▶ [Work item]: With the line that contains "For the dataset, tag each instance of the running" as the final line, return every line from the start of the data below exactly.

▶ [Records for this exercise]:
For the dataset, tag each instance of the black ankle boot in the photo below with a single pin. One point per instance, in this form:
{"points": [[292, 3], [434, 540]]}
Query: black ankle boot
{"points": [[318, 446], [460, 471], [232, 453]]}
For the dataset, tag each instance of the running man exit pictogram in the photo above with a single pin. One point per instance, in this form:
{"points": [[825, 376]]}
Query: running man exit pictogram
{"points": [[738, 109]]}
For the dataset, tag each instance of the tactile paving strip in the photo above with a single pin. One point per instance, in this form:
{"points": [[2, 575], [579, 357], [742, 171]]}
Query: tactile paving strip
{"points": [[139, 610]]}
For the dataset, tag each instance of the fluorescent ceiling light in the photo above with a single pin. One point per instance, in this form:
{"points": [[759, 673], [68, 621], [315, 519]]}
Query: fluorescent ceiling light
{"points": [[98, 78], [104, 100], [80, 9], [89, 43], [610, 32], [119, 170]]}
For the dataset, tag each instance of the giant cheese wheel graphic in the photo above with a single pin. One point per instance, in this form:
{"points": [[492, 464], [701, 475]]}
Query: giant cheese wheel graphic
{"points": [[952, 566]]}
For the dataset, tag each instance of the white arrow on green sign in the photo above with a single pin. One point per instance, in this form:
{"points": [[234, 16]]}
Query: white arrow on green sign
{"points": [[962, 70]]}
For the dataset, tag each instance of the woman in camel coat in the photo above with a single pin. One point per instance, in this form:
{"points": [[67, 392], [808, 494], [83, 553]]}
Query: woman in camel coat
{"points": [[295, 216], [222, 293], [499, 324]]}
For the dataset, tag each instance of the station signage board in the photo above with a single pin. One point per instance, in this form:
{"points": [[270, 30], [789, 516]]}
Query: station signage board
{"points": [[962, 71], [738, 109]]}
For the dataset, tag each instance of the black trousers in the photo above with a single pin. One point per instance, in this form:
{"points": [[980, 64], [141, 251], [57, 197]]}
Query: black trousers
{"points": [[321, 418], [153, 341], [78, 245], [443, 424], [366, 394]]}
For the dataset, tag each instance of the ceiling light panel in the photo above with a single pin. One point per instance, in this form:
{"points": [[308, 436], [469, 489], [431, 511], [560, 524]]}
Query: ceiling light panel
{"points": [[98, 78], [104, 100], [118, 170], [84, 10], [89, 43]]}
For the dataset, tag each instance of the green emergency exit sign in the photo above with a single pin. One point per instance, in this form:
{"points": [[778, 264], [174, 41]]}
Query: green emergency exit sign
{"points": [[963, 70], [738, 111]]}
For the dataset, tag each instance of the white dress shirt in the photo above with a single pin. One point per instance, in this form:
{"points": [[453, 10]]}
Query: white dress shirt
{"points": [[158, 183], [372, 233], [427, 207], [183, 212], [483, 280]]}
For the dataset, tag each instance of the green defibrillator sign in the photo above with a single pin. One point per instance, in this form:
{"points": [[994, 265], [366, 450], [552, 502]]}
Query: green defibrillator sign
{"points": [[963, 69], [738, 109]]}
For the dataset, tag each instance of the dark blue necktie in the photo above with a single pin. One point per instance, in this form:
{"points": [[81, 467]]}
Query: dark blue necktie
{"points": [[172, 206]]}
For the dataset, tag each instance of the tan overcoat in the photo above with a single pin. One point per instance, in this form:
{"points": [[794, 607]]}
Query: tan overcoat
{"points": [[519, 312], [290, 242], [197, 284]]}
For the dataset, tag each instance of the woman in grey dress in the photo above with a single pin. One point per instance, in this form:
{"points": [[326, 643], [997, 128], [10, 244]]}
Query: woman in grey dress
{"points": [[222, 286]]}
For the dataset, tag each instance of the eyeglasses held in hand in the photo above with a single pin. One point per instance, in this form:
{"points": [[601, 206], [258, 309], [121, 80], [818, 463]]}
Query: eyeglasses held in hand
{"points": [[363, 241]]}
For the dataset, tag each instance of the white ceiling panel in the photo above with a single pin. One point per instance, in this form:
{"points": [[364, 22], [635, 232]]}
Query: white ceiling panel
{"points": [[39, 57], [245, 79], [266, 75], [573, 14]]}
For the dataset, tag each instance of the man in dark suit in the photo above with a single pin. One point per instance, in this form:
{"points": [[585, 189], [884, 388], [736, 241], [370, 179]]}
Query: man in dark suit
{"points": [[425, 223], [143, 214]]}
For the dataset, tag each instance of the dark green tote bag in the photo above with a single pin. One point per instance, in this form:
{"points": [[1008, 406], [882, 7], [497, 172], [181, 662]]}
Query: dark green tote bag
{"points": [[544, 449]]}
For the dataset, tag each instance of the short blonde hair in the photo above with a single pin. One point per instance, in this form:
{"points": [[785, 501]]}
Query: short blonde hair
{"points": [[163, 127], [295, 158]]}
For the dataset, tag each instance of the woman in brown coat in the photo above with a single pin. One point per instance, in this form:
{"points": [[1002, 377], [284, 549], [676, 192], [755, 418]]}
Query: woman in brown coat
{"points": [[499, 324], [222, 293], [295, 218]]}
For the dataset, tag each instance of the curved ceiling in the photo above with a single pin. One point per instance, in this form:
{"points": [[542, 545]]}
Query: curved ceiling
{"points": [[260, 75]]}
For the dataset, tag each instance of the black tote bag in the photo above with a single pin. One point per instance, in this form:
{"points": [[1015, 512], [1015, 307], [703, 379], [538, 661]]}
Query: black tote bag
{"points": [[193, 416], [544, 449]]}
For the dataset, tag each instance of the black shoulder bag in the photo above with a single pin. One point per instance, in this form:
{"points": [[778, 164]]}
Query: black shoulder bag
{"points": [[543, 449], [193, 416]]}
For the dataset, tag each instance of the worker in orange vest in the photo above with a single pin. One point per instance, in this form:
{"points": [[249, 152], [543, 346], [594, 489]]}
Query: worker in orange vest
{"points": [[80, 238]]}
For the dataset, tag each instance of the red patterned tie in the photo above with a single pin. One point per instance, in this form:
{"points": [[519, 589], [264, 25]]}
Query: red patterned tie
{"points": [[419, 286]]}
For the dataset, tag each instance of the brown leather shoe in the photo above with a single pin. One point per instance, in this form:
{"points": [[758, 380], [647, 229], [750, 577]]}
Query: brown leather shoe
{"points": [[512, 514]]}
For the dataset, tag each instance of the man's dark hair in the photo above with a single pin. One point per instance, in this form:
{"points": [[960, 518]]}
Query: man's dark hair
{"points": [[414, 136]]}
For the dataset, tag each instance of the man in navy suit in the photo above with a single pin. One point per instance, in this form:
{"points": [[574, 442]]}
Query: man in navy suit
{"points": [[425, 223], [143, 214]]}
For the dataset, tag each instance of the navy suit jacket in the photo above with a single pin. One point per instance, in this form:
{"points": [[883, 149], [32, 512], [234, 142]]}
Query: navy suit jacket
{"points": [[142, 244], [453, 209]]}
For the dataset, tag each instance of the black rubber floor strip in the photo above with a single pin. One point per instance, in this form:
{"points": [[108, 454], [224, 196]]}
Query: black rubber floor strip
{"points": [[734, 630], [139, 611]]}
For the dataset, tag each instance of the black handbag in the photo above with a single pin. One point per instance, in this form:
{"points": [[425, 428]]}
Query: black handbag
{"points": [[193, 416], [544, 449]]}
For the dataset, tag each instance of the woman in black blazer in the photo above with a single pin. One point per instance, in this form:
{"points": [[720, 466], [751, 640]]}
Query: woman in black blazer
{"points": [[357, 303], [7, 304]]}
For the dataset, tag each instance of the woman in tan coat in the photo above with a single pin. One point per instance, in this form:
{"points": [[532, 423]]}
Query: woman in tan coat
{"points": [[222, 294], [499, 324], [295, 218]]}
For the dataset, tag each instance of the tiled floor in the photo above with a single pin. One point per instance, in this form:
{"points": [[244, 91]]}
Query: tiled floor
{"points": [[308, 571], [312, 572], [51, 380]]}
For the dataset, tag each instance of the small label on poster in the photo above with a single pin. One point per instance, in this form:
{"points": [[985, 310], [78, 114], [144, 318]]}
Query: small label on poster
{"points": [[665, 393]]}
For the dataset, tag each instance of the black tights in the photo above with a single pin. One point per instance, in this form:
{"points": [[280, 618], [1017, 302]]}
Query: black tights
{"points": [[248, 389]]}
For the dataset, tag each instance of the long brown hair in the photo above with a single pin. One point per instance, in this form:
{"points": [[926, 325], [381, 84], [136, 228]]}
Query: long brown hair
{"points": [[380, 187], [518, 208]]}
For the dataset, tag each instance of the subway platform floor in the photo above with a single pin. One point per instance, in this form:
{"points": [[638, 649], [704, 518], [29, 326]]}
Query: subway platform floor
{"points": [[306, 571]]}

▶ [Result for this task]:
For the dataset, tag each instance of the black ankle boot in the photo below with a single pin. One point per instance, in this form:
{"points": [[292, 3], [434, 540]]}
Query: black ankle boot
{"points": [[318, 446], [460, 471], [232, 453]]}
For the dataset, tag each instance of the running man exit pictogram in the photo above with a single pin. One point per instance, in this form:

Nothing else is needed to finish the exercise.